And I suspect we'll be enjoying ourselves too during the day. And at night, we have some special liquid (which must be taken internally, and in great quantity) which makes all generator sounds fade awaaaaaaaayyyyy :wink:

Looking forward to meeting up with you again, Keith 

Gerald


----------



## 88927

Me too Gerald.....
Ooohh another weekend away, can't wait......

Loving it as they say :lol: :lol: :lol: :lol: 

Keith

Tell me, is there sufficient supply of this much needed "special liquid"? :lol: :lol: :lol:


----------



## geraldandannie

kands said:


> Tell me, is there sufficient supply of this much needed "special liquid"? :lol: :lol: :lol:


 :lol: :lol: :lol: Depends on what you mean by "sufficient supply"? Yes, *WE* will have a sufficient supply. I daresay a small glass could be made available to the select few :wink:

Must remember to bring the home-made Croation schnapps for you to try 8O

Gerald


----------



## artona

Thanks Keith for the thought. It must be possible to cut down the noise of gennies. Do you remember the dot matrix printers of yester-decade and the perspex kennels we used to put them in

stew


----------



## geraldandannie

artona said:


> Do you remember the dot matrix printers of yester-decade and the perspex kennels we used to put them in


Blimey, Stew. I'd (almost) forgotten them :evil:

The difference is that the printers can be totally enclosed, whereas the gennies need to have their exhaust ... well, exhausting somewhere.

● ● ●

**THE TASKS:**
**1)** Print the part of the forum thread starting with "Blimey, Stew. I'd" and going on through "well, exhausting somewhere.".
**2)** List every line of the listing that contains the word "each", matching its case exactly.
The listing that follows has no connection to the forum thread.

**GIVEN DATA:**
● ● ●

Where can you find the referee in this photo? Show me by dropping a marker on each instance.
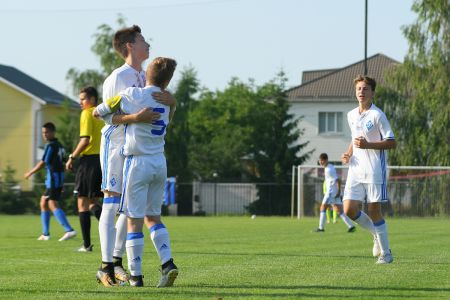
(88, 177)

● ● ●

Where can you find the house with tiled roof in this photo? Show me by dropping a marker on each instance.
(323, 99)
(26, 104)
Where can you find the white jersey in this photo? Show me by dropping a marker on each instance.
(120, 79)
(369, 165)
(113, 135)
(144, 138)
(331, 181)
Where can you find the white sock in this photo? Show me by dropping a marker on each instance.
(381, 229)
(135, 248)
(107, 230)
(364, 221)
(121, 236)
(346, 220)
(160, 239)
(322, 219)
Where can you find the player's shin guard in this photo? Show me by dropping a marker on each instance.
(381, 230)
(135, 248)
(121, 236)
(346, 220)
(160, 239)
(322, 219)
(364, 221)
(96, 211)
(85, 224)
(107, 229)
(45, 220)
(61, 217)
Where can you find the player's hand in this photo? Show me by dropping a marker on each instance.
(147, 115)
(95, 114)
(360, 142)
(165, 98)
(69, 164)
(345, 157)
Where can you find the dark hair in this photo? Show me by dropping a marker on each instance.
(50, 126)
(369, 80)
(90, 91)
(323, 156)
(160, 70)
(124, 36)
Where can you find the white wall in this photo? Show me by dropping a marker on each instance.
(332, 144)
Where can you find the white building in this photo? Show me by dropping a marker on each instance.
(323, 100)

● ● ●

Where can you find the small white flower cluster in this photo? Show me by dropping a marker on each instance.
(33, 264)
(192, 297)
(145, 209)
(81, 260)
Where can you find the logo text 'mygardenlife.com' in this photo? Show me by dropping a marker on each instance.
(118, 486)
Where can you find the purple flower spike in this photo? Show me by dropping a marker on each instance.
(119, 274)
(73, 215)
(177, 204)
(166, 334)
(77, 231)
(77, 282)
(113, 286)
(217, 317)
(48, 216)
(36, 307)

● ● ●

**WRITTEN ANSWERS:**
**1)**
Blimey, Stew. I'd (almost) forgotten them :evil:

The difference is that the printers can be totally enclosed, whereas the gennies need to have their exhaust ... well, exhausting somewhere.

**2)**
Where can you find the referee in this photo? Show me by dropping a marker on each instance.
Where can you find the house with tiled roof in this photo? Show me by dropping a marker on each instance.
Where can you find the white jersey in this photo? Show me by dropping a marker on each instance.
Where can you find the white sock in this photo? Show me by dropping a marker on each instance.
Where can you find the player's shin guard in this photo? Show me by dropping a marker on each instance.
Where can you find the player's hand in this photo? Show me by dropping a marker on each instance.
Where can you find the dark hair in this photo? Show me by dropping a marker on each instance.
Where can you find the white wall in this photo? Show me by dropping a marker on each instance.
Where can you find the white building in this photo? Show me by dropping a marker on each instance.
Where can you find the small white flower cluster in this photo? Show me by dropping a marker on each instance.
Where can you find the logo text 'mygardenlife.com' in this photo? Show me by dropping a marker on each instance.
Where can you find the purple flower spike in this photo? Show me by dropping a marker on each instance.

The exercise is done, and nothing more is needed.